Copy all of the rows below line for line, without any changes, and leave the pictures out of your copy.

**THE RECORDS**
----------------

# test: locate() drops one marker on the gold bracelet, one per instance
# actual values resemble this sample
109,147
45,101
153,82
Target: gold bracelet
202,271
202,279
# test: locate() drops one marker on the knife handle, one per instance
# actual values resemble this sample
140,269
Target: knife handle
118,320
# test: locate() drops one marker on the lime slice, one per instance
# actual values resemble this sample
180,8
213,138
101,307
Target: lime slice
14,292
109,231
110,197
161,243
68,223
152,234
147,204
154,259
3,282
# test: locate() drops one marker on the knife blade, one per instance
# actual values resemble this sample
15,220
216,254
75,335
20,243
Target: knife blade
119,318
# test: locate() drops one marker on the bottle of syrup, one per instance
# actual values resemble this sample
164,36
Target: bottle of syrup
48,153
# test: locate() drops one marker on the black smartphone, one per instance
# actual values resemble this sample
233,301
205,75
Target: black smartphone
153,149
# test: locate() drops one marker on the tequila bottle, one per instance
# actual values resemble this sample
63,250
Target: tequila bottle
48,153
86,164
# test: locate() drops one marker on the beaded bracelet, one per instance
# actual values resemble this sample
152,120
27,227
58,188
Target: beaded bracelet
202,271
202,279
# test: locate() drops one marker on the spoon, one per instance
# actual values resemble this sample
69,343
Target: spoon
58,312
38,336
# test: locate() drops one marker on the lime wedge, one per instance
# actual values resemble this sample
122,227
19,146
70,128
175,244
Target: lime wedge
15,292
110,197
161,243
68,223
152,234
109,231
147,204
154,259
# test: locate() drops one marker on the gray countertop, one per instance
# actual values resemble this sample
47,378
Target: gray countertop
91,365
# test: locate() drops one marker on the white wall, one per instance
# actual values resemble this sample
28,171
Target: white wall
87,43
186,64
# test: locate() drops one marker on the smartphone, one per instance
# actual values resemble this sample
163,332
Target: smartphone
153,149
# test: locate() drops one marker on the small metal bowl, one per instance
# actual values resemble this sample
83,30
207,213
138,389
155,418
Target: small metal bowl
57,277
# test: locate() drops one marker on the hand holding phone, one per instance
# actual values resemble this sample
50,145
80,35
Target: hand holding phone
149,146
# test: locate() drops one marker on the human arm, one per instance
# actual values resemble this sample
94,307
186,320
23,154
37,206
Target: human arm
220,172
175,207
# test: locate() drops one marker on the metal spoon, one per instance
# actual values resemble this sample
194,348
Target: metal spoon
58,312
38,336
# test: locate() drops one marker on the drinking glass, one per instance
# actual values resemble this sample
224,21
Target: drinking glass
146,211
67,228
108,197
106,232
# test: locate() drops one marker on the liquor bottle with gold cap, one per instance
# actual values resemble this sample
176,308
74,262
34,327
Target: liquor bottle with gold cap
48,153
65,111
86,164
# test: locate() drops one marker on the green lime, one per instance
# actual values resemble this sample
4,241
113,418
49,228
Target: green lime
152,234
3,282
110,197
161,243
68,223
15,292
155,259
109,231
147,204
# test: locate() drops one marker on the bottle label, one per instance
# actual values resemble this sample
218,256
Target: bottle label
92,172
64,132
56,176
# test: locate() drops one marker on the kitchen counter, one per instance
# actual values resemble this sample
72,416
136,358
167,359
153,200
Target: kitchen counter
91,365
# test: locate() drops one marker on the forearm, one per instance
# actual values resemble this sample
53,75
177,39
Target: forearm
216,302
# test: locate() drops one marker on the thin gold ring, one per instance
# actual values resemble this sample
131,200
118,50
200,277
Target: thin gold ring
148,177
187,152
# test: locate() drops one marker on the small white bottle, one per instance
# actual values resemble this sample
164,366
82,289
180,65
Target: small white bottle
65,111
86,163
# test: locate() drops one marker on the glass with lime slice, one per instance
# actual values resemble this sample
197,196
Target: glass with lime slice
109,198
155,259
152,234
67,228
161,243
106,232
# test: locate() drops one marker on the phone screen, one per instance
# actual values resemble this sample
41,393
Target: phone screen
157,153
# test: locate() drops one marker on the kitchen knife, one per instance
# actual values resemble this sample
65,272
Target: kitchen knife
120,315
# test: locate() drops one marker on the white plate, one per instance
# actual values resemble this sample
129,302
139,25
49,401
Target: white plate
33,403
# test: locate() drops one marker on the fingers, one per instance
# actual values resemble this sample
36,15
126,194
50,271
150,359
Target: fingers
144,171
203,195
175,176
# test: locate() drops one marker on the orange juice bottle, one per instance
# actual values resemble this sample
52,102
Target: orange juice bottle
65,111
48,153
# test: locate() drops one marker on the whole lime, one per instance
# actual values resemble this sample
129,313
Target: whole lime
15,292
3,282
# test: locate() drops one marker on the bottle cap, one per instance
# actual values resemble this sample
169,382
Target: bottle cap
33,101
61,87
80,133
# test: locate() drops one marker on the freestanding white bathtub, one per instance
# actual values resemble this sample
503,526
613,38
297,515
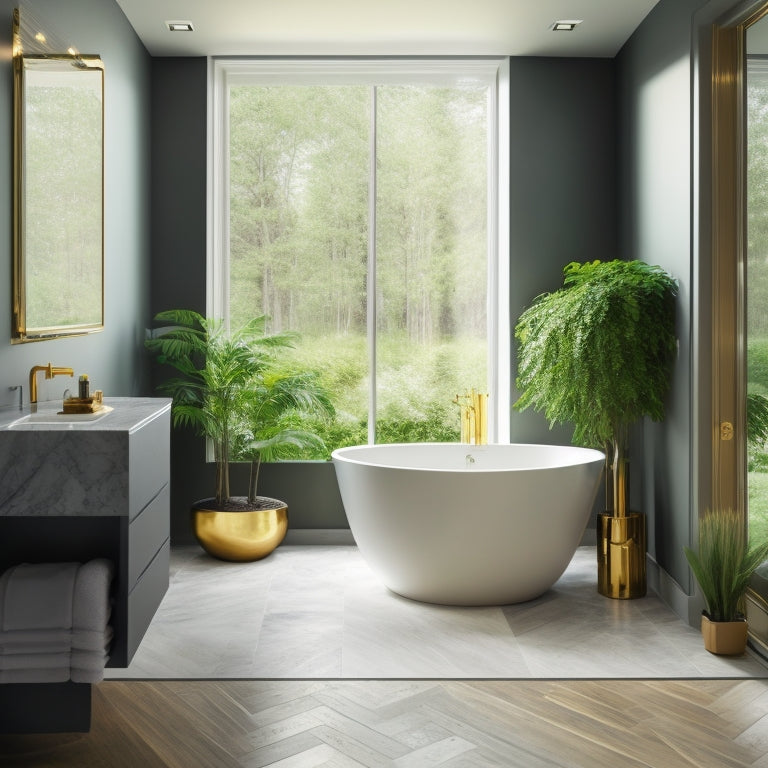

----------------

**FINISHED ANSWER**
# test: locate() drops one marker on the gold bracelet, one per instance
# actual values resemble this sample
109,147
45,101
153,82
Target: gold bracelet
202,271
202,279
# test: locate() drops one marker on the knife handle, one per instance
# actual values resemble this sample
140,269
Target: knife handle
118,320
# test: locate() drops one marker on the lime slice, one per instance
# actual values resemble this sample
180,8
213,138
101,307
Target: lime slice
14,292
109,231
110,197
161,243
68,223
152,234
147,204
154,259
3,282
# test: locate() drops one marker on the knife blade, one per instance
# actual values resemble this sample
15,220
216,254
75,335
20,243
Target: knife blade
119,318
# test: locate() drops one marker on the bottle of syrup, one per instance
# actual values resemble this sample
164,36
Target: bottle of syrup
48,153
# test: locate() drops one marker on the black smartphone, one per instance
# actual values resemble this sample
233,301
205,75
Target: black smartphone
153,149
# test: locate() drops one marker on the tequila bottle, one per instance
# actual values resemble this sample
63,250
Target: tequila bottle
48,153
86,164
# test: locate() drops one marker on the beaded bracelet, one per instance
# actual values resemble this sample
152,120
27,227
58,188
Target: beaded bracelet
202,271
202,279
# test: locate() drops one marker on the spoon, one per instance
# actual values resemble this sample
69,343
Target: spoon
58,312
38,336
# test: locate() drops one marker on the lime wedge, one per instance
# actual values resemble this sample
122,227
19,146
70,128
175,244
Target: lime wedge
15,292
110,197
161,243
68,223
152,234
109,231
147,204
154,259
# test: locate() drops one marker on the gray countertop, one per instance
# actual values resemble this sample
47,378
Target: gray countertop
91,365
# test: locate() drops one marker on the white wall, one per instance
# actual values resemble this sample
28,171
Target: white wall
87,43
186,64
# test: locate() drops one marker on the smartphone, one per instance
# actual values resemble this sample
163,332
Target: smartphone
153,149
# test: locate() drops one marker on the small metal bowl, one per instance
# actual values resemble this sample
83,30
207,213
138,389
155,418
Target: small metal bowl
57,277
# test: locate() drops one marker on the hand holding phone, one per instance
# actual values resemble this sample
50,145
80,35
Target: hand holding phone
149,146
# test: locate() drops one marker on the human arm, one per instance
# actual values resemble this sample
94,307
186,320
23,154
37,206
Target: human arm
220,172
175,207
# test: locate() drops one marker on the metal spoon, one per instance
# actual values resemble this sample
194,348
Target: metal spoon
58,312
38,336
# test: locate() drops one marker on the drinking glass, one per instance
# actual values resemble this sample
224,21
Target: drinking glass
146,211
67,228
108,197
106,232
# test: locate() drops one marker on the liquor bottle with gold cap, one per instance
# actual values resemble this sample
176,308
74,262
34,327
Target: liquor bottle with gold cap
48,153
65,111
86,164
# test: locate() drops one marker on the green lime, one per instance
# actual values resemble this sample
4,241
113,418
49,228
Target: green lime
152,234
3,282
110,197
161,243
68,223
15,292
155,259
109,231
147,204
# test: locate() drops one marker on the bottle label, one per instance
# actual values resemble this sample
218,256
Target: bottle label
92,172
64,132
56,176
# test: locate() drops one marker on the kitchen counter, one per instance
# actual values resemble this sample
72,416
136,358
167,359
153,200
Target: kitchen counter
91,365
# test: locate() drops one marker on the forearm, one per instance
# actual values resemble this sample
53,75
177,39
Target: forearm
216,302
# test: locate() drops one marker on the thin gold ring, one per instance
# actual values resemble this sample
131,200
118,50
200,277
Target: thin gold ring
148,177
187,152
# test: locate() drops one marker on the small white bottle, one per instance
# actual values resemble this sample
164,366
82,289
180,65
Target: small white bottle
65,111
86,163
# test: locate() drops one marker on the glass with lime slice, one per instance
# actual values resemble this sample
197,196
Target: glass with lime slice
109,198
155,259
152,234
67,228
161,243
106,232
# test: locate() drops one marker on the phone screen, one per instance
# actual values resemble this sample
41,393
Target: phone screen
157,153
# test: locate() drops one marker on the kitchen knife, one per instance
# actual values resemble this sample
65,272
Target: kitchen knife
120,315
# test: locate() drops one marker on the white plate, one per instance
# actual values resemble this sample
129,302
139,25
49,401
Target: white plate
33,403
# test: locate() drops one marker on the fingers, one per instance
# actual values resemble this sample
36,15
126,194
50,271
150,359
Target: fingers
144,171
203,195
175,176
# test: locate() drops one marker on the orange juice bottle, one per instance
# actual values resemble this sample
52,102
Target: orange juice bottle
65,111
48,153
# test: locate() drops one marker on the whole lime, one per instance
# actual values resemble this sample
129,313
Target: whole lime
15,292
3,282
# test: locate() drops one marker on the bottle cap, one per instance
# actual values resemble this sample
169,382
Target: bottle cap
33,101
61,87
80,133
# test: locate() drops one marker on the freestanding white bathtub, one per instance
# actual values resemble this sample
503,526
613,38
297,515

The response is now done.